Task requirements
Please rescale the data below. Repeat every line, including the trace and comment lines, but multiply each polygon coordinate by 0.55 and round it to a whole number, with halves rounded up, and leave the pictures out.

Source records
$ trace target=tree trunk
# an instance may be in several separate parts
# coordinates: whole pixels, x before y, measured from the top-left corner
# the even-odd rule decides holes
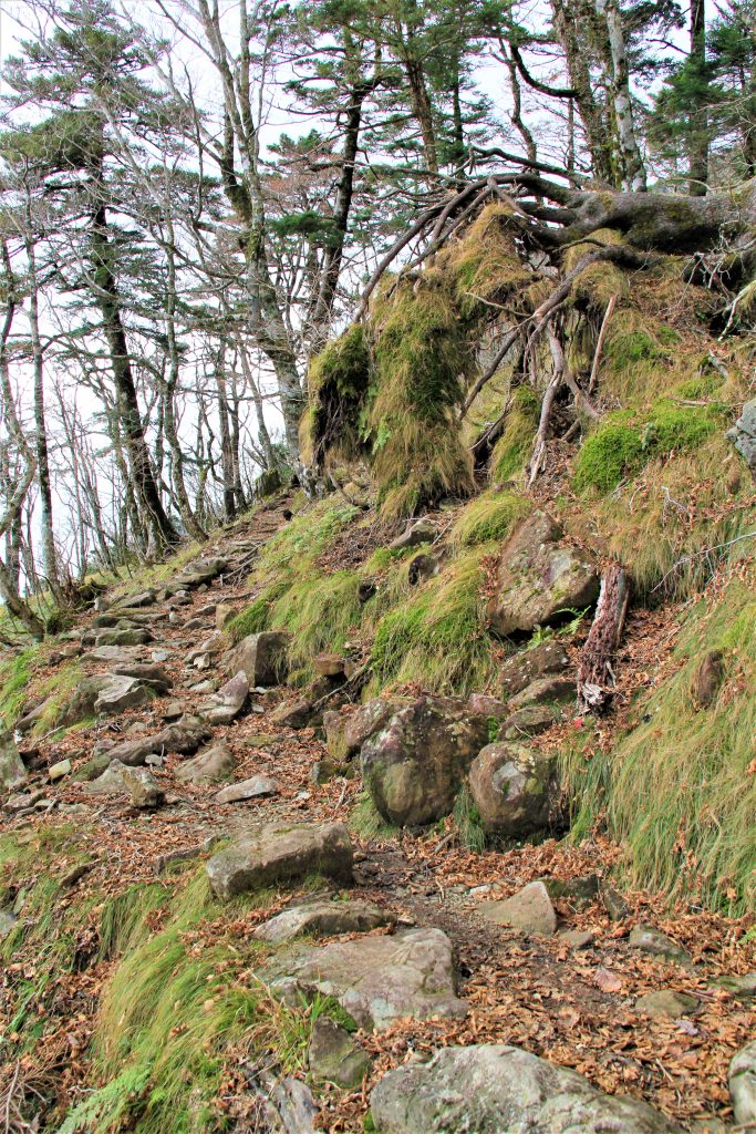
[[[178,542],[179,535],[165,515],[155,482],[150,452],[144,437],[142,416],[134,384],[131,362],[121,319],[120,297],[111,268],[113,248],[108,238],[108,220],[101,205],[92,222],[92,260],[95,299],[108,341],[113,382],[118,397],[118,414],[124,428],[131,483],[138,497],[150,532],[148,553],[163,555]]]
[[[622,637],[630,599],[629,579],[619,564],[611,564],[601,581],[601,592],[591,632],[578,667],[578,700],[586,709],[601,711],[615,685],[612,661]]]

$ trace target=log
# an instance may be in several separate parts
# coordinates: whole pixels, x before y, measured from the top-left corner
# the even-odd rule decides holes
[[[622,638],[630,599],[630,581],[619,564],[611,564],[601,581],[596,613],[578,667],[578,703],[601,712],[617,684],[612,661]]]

Answer to the task
$ trace target=tree trunk
# an instance may be in several separate parts
# coordinates: whole pixels, x before y, measured from the top-left corner
# the even-odd rule decides holes
[[[98,298],[98,294],[91,283],[85,265],[83,249],[79,240],[78,229],[74,211],[72,199],[67,175],[66,163],[61,147],[62,136],[59,131],[59,121],[56,113],[51,122],[51,143],[52,164],[59,188],[62,210],[65,218],[65,228],[68,235],[72,266],[76,273],[83,293],[81,304],[90,305]]]
[[[342,350],[347,329],[346,318],[340,310],[336,310],[331,320],[331,326],[325,348],[318,367],[318,385],[322,390],[331,391],[338,377],[337,364]]]

$ trace target=log
# an instance may be in several separate parts
# coordinates: whole pixels, x before y, measured from the top-left corner
# the even-odd rule decides holes
[[[342,351],[347,329],[347,320],[340,310],[336,310],[331,320],[328,337],[318,367],[318,387],[331,392],[339,376],[337,364]]]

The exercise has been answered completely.